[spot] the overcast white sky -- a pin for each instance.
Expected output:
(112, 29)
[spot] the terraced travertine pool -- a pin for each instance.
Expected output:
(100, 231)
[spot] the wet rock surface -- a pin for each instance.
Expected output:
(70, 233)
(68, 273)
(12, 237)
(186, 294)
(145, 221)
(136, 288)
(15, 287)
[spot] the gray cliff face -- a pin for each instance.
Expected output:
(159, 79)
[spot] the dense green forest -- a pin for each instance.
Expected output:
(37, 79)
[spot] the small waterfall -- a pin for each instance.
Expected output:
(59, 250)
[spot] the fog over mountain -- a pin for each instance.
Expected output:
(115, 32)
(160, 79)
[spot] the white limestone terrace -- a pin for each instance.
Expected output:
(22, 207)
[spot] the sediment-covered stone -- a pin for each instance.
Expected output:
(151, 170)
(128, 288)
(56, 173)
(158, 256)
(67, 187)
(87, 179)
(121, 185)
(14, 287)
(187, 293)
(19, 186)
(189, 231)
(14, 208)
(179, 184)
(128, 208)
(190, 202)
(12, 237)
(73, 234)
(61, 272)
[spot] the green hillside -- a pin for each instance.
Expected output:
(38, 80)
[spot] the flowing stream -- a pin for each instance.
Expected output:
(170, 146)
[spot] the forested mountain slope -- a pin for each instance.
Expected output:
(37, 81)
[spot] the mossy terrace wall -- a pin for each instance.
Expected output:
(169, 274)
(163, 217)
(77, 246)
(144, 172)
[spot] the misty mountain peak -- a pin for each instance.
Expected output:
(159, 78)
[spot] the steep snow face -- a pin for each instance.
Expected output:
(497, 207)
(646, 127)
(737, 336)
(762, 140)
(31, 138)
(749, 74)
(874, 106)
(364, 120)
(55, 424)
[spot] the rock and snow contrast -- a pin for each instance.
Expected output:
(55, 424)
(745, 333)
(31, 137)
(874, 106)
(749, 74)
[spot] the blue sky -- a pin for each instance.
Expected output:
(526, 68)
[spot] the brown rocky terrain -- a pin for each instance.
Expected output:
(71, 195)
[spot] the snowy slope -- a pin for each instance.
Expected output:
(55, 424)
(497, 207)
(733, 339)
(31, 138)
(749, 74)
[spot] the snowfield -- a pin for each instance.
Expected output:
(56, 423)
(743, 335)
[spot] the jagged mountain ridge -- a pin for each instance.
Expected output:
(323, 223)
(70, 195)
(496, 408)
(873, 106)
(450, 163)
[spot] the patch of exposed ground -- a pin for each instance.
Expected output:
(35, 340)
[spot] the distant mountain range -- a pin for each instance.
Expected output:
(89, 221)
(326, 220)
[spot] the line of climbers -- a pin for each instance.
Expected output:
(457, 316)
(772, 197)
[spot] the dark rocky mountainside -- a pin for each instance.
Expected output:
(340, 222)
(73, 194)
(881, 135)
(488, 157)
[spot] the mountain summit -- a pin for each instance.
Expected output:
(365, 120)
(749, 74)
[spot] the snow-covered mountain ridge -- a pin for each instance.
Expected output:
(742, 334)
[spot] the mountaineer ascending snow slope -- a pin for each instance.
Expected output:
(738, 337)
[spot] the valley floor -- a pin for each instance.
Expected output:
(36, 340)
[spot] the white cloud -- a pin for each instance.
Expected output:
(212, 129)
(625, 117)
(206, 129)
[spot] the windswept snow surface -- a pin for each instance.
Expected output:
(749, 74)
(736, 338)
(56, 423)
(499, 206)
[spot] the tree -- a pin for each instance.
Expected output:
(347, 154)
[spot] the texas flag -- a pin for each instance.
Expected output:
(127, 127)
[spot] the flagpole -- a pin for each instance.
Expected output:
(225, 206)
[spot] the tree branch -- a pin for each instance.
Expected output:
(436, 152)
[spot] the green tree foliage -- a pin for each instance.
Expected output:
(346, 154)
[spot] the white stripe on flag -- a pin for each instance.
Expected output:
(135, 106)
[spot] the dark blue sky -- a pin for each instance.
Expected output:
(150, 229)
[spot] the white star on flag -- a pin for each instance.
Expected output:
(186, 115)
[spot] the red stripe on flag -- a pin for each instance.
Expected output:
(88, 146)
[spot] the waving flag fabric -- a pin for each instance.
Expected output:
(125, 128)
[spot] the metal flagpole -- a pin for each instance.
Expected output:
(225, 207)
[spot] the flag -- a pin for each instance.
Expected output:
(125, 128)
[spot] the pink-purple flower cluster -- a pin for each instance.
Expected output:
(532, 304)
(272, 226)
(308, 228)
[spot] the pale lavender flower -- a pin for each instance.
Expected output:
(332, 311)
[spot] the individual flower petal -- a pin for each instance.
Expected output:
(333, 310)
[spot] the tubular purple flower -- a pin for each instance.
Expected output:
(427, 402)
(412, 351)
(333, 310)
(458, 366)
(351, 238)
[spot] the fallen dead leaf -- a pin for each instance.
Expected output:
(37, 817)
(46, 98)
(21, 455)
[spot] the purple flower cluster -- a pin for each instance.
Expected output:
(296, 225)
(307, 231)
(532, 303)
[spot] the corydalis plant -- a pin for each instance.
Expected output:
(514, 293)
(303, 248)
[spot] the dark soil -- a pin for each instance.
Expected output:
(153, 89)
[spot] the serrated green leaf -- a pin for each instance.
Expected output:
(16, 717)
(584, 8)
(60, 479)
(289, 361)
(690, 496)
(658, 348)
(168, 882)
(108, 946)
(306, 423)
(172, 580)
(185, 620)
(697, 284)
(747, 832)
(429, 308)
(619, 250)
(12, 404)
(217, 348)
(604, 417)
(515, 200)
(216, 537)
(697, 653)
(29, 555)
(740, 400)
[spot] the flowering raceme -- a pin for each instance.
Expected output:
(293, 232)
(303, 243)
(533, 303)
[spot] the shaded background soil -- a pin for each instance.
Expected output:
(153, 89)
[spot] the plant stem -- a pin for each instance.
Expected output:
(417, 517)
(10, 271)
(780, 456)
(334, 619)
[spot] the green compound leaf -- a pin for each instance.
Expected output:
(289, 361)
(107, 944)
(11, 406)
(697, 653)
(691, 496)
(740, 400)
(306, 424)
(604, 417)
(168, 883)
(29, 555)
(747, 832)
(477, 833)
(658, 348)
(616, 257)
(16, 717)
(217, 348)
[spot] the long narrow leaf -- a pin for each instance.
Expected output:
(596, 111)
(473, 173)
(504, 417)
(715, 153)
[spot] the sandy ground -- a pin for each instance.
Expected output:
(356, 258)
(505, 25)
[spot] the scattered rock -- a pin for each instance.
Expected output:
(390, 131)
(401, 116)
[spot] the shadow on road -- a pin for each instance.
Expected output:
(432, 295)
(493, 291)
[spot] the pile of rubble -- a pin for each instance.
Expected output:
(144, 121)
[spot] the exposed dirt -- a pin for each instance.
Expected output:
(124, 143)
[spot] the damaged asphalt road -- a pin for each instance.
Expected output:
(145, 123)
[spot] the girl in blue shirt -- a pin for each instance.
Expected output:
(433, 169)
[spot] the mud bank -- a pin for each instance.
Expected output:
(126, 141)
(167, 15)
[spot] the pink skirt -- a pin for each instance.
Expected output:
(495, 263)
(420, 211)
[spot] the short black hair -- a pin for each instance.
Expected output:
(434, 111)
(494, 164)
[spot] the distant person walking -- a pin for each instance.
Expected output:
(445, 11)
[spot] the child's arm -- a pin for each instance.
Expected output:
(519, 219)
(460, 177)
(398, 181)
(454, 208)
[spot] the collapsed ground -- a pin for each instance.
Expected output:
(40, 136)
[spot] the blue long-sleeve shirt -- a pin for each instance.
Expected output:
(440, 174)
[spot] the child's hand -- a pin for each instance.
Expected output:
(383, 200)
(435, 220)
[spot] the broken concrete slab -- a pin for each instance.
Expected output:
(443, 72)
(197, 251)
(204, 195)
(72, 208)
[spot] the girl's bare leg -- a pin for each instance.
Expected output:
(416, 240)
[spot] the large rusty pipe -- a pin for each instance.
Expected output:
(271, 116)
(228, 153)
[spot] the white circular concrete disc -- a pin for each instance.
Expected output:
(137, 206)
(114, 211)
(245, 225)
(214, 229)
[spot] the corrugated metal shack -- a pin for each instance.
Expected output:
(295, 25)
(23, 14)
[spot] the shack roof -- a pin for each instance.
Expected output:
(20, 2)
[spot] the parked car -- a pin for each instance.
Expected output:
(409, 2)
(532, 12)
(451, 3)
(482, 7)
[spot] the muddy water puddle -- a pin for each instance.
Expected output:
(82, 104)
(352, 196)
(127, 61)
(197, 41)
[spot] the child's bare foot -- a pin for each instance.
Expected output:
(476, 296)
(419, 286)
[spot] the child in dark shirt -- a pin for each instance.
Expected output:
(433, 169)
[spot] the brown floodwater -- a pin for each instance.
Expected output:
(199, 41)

#### [OBJECTIVE]
Reproduce the part of the entries that opens with the line containing "[spot] the brown floodwater" and runs through the end of the entries, copying it verbatim.

#### [THE COMPLETED TASK]
[spot] the brown floodwater -- a pin for each instance.
Expected output:
(199, 41)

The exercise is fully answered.